Excerpt to read ->
-*-
The new small-scale fisheries (SSF) policy for South Africa, adopted by Cabinet last year, has the potential to bring positive changes to the lives of artisanal fishers countrywide, according to the Masifundise Development Trust.

In a letter to the Editor of the Weekend Argus, Naseegh Jaffer, Director, Masifundise Development Trust, says the benefits of the new policy include the following:
• The formal recognition of artisanal fishing communities
• a move to collective fishing rights, away from the individual quota system that excluded the majority
• the demarcation of preferential fishing zones for small-scale fishers, where they will be able to harvest or catch multiple species throughout the year. The potential for ongoing sustainable income will be considerably enhanced. These zones will be out of bounds for big commercial fishing companies.
• improved and sustainable marine resource co-management.

What is now required, the letter sontinues, is a comprehensive and systematic implementation plan, involving all stakeholders.

“We at Masifundise Development Trust and Coastal Links South Africa, are doing much information and awareness work, to ensure that fishing communities and the broader public are fully aware of the implications of the new policy.

Though all the elements of the new policy need to be unpacked, we are concentrating our efforts this month on the move to collective fishing rights as this will entail a significant departure from the usual fisheries dispensation.
-*-
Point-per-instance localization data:
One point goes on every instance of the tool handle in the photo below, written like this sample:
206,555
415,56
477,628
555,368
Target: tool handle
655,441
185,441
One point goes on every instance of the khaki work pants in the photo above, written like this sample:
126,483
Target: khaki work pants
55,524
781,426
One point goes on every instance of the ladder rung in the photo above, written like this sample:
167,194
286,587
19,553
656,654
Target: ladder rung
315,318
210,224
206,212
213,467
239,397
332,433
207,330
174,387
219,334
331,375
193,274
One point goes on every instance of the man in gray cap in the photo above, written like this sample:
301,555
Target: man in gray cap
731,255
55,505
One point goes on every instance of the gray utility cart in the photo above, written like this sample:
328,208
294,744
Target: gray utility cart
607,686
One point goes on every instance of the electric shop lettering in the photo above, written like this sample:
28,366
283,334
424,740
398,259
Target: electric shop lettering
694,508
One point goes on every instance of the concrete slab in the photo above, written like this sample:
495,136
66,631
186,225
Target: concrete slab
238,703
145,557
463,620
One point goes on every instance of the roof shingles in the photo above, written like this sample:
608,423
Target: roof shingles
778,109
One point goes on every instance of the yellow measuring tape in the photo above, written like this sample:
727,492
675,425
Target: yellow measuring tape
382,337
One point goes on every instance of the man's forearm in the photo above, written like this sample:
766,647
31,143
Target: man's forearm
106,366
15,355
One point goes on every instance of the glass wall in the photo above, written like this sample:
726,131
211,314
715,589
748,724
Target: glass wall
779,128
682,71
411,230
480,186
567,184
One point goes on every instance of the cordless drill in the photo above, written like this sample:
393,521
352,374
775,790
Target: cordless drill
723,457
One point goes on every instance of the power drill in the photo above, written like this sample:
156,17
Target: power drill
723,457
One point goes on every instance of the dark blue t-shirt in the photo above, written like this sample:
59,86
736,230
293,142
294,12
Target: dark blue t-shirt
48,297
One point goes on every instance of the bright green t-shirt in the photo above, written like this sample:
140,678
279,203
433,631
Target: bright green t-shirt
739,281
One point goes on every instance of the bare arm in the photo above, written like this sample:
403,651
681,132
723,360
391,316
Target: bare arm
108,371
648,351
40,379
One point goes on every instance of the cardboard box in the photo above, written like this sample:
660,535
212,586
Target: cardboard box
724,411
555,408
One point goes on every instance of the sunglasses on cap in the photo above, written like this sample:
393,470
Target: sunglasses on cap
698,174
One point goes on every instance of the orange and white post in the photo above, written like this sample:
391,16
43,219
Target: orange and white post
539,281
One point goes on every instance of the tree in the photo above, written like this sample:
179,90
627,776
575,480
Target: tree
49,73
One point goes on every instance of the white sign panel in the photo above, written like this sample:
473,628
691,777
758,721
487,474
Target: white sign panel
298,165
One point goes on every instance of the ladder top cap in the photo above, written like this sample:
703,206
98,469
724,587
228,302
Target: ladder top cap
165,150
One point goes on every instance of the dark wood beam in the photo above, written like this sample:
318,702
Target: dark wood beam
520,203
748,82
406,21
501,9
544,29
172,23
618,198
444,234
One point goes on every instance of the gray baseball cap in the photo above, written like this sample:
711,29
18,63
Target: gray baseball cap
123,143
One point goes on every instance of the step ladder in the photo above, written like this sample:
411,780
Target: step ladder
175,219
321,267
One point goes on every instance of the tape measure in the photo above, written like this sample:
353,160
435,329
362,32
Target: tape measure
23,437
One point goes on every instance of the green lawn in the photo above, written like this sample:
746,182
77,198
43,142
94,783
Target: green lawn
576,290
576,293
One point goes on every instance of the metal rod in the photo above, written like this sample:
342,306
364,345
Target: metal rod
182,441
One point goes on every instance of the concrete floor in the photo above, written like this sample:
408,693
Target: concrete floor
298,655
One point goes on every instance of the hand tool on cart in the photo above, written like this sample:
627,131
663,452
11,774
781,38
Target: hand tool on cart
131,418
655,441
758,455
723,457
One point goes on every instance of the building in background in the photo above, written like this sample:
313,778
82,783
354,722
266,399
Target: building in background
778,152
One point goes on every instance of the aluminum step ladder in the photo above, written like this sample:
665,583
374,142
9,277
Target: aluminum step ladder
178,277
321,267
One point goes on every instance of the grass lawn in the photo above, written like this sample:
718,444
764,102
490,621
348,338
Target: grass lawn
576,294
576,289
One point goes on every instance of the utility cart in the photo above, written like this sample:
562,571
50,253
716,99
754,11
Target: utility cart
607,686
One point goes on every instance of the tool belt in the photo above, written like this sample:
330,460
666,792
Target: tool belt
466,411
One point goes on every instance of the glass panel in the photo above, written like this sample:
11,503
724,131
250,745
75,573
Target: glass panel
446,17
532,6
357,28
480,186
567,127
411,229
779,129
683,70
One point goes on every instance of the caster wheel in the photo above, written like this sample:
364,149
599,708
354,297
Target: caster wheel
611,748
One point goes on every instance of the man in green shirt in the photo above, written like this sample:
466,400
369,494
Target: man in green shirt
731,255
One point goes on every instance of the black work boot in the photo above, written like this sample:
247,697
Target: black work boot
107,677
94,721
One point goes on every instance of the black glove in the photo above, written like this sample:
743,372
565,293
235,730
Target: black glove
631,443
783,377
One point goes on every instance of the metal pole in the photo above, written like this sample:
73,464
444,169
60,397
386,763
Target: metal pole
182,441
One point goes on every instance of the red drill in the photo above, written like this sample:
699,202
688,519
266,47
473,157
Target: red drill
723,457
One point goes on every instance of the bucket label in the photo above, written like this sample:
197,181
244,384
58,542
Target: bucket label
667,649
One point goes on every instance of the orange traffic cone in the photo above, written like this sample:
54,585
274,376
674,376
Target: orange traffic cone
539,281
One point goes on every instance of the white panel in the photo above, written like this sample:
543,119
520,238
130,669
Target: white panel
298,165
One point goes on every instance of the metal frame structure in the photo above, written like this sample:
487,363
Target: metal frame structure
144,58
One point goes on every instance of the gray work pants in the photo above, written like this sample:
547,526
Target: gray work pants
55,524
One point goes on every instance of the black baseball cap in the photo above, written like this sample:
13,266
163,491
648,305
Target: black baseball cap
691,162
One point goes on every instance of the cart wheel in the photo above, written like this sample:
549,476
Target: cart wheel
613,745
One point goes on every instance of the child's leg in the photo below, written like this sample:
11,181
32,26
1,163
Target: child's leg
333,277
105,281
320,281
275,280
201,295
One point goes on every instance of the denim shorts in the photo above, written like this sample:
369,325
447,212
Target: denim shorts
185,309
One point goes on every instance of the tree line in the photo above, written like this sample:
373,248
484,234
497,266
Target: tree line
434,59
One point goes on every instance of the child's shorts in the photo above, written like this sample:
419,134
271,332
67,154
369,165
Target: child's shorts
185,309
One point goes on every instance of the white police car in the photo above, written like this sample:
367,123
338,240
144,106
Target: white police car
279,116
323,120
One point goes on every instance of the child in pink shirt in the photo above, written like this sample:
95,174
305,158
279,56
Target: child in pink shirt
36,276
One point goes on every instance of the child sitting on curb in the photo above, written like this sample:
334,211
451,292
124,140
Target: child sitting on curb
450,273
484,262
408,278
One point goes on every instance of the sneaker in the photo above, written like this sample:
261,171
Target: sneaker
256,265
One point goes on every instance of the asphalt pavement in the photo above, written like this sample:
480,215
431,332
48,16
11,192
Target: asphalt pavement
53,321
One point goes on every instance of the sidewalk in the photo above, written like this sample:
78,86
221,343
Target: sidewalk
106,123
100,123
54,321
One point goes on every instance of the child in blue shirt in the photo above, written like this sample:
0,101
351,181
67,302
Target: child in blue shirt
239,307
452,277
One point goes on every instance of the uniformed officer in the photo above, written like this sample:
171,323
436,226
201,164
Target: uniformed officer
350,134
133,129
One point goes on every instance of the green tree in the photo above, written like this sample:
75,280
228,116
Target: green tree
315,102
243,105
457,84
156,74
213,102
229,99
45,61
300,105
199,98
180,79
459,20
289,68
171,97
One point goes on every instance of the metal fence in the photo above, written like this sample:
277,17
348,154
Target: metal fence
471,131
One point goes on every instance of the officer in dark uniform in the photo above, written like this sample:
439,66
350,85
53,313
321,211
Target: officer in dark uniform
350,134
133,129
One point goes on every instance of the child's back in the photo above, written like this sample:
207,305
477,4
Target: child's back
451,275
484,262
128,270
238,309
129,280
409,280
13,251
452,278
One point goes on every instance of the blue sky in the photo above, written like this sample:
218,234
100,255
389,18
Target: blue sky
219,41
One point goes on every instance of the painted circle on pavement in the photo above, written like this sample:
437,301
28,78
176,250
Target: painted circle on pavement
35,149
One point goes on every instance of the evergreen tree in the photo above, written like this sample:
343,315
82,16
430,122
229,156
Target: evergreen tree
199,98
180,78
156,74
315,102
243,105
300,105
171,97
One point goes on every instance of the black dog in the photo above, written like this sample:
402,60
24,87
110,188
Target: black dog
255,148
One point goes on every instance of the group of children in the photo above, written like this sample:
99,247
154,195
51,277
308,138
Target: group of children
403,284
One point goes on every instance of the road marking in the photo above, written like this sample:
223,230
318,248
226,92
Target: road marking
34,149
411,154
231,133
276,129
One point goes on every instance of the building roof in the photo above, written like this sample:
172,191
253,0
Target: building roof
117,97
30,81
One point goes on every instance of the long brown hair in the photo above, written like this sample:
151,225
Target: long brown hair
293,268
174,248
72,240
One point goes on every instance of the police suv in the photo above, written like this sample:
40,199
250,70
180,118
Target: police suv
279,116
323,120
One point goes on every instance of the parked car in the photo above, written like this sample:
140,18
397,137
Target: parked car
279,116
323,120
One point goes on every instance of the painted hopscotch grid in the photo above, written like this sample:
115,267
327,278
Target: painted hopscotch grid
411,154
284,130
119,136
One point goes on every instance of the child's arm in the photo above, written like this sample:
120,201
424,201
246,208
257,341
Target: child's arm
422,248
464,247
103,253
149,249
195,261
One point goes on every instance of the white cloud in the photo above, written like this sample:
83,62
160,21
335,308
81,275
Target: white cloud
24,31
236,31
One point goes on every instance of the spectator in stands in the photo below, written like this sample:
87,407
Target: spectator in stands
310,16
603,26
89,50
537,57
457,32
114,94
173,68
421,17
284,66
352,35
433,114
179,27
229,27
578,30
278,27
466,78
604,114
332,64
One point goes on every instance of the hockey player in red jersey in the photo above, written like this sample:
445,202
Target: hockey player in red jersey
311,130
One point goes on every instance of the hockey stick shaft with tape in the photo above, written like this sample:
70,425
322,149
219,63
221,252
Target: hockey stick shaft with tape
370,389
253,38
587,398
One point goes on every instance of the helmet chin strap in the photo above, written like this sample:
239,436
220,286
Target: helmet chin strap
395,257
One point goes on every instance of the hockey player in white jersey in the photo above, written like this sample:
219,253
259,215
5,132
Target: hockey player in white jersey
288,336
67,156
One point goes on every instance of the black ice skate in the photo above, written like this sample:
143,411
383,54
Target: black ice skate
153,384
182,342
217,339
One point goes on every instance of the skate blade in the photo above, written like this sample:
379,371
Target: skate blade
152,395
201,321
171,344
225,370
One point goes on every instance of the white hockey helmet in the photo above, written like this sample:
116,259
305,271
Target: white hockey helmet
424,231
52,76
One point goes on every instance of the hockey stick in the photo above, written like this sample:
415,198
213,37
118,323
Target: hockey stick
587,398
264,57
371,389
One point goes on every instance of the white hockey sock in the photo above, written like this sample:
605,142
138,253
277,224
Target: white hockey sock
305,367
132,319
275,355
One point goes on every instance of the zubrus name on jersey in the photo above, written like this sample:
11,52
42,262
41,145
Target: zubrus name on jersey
-*-
Work request 1 -> Return everything in the small-scale fisheries article from "In a letter" down to "commercial fishing companies.", word for word.
Work request 2 -> In the small-scale fisheries article, who wrote the letter to the Editor of the Weekend Argus?
Work request 3 -> Could you continue the small-scale fisheries article from where it stops?

Written response 1 ->
In a letter to the Editor of the Weekend Argus, Naseegh Jaffer, Director, Masifundise Development Trust, says the benefits of the new policy include the following:
• The formal recognition of artisanal fishing communities
• a move to collective fishing rights, away from the individual quota system that excluded the majority
• the demarcation of preferential fishing zones for small-scale fishers, where they will be able to harvest or catch multiple species throughout the year. The potential for ongoing sustainable income will be considerably enhanced. These zones will be out of bounds for big commercial fishing companies.

Written response 2 -> Naseegh Jaffer, Director of the Masifundise Development Trust.

Written response 3 ->
The idea of Individual Transferrable Quotas (ITQ) are what fishing communities have had to engage with for many years. These have many limitations including the following;
• Only a small percentage of applicants (around 10%) are successful in getting ITQ’s. Just 700 out of 7 000 applications were successful in 2004.
• New entrants into the markets sell their quotas to more established players, mitigating against any meaningful transformation of the sector.
• Community members and their families have to compete against each other for opportunities rather than work together.

The collective rights approach, on the other hand, introduces a new trajectory that presents a range of possibilities.
In the first instance, the system will demand co-operation rather than competition. Community members will have to register as a group. This will place them in a position to get access to capital with which they can acquire better equipment, fishing gear and holding facilities. They can use their collective strength to access improved prices and markets.

Once they have established a legal entity (whatever its form), members will be in a position to quality for UIF, join medical schemes and benefit from skills training programmes.

The route to the new small-scale fisheries policy began in 2002 when small-scale fishers gathered at the World Summit on Sustainable Development (WSSD) to discuss fisheries policy. The discussions that ensued triggered off an unprecedented civil society process to address small-scale fishing in South Africa. The next major trigger happened in 2005 when the government adopted long-term fishing policies that made no provision for small fishers.

The following year Masifundise took the matter to the Equality Court, which ruled in 2007 that a new policy must be developed and that an interim relief package for small-scale fishers be formulated and implemented.

This process dragged on for five years until the policy was finally adopted by Cabinet in June last year.

A significant majority of Masifundise’s policy proposals have been included. Its implementation would see a major facelift in the management of the small-scale fishery at national level.”

We call for its rapid and comprehensive implementation, the letter concluded.